**INPUT**.
● ● ● ●

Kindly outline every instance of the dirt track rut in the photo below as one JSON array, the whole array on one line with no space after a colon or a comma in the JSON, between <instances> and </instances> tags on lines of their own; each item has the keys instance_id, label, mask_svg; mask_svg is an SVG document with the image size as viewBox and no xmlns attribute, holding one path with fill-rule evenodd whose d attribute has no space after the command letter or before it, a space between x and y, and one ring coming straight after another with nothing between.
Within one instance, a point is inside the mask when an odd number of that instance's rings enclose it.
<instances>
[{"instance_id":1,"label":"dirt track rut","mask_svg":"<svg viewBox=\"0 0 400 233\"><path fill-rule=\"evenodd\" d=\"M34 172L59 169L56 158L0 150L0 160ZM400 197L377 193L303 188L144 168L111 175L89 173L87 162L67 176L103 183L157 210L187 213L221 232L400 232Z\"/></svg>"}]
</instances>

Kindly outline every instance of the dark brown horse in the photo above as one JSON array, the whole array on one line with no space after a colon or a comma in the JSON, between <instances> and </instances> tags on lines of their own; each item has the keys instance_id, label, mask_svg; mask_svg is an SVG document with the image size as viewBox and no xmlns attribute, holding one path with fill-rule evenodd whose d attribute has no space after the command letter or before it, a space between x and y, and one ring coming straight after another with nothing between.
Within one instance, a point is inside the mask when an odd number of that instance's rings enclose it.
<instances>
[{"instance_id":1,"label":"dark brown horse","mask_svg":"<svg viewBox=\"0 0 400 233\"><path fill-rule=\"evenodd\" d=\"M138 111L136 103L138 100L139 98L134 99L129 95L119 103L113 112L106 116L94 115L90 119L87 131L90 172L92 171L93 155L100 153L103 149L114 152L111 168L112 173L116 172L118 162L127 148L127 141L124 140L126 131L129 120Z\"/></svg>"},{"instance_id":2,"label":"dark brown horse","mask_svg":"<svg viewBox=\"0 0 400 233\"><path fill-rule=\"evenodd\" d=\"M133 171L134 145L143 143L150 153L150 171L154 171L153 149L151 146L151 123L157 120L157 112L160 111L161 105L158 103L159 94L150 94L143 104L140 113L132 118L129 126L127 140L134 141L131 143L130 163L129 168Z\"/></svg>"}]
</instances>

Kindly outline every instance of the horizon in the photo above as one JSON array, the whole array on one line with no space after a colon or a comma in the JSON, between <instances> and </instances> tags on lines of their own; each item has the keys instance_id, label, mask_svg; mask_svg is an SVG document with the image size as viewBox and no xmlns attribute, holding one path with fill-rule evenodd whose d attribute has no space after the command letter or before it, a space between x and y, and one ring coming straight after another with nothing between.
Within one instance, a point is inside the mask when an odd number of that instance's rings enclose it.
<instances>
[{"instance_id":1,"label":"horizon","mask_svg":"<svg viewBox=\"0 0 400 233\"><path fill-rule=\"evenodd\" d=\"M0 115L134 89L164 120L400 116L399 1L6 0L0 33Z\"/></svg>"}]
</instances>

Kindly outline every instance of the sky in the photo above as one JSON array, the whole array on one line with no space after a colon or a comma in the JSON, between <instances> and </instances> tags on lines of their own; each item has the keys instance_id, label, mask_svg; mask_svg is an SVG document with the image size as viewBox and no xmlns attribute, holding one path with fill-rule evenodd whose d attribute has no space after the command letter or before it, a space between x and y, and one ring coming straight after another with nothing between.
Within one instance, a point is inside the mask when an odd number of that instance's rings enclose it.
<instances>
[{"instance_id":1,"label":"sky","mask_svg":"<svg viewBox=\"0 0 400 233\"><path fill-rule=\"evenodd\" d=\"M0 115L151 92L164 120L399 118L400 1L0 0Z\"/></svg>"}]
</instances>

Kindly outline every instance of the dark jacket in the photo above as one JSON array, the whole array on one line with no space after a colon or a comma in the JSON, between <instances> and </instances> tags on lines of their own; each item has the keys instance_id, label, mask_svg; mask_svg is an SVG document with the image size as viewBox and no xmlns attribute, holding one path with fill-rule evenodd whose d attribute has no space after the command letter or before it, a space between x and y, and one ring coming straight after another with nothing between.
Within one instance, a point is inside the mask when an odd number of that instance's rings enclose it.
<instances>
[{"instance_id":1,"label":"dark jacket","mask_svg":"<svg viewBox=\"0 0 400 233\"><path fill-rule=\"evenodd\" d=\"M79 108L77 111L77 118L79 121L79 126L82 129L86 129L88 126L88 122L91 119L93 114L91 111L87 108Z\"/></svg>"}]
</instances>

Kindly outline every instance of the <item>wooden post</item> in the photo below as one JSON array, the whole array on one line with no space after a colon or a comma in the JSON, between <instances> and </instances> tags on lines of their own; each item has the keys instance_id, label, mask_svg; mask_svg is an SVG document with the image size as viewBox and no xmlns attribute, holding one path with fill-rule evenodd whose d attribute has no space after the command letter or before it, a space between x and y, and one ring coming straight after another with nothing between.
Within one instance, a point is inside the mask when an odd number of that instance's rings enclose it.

● ● ● ●

**YOUR TASK**.
In the listing above, find the line containing "Kindly outline every instance of the <item>wooden", then reproduce it and each line after it through the end, exactly and with nothing added.

**RESPONSE TO THIS EXERCISE**.
Kindly outline every instance of the <item>wooden post</item> in the photo below as one JSON array, the whole array on one line with no space after a colon or a comma in the JSON, between <instances> and </instances> tags on lines of their own; each item has the keys instance_id, label, mask_svg; mask_svg is an SVG document with the image size as viewBox and no xmlns attribute, holding one path with fill-rule evenodd whose d attribute has no space after the command letter or before it, a space between x and y, and one ring coming straight after another with nothing between.
Within one instance, a point is inside the mask when an odd number of that instance's rings enclose it.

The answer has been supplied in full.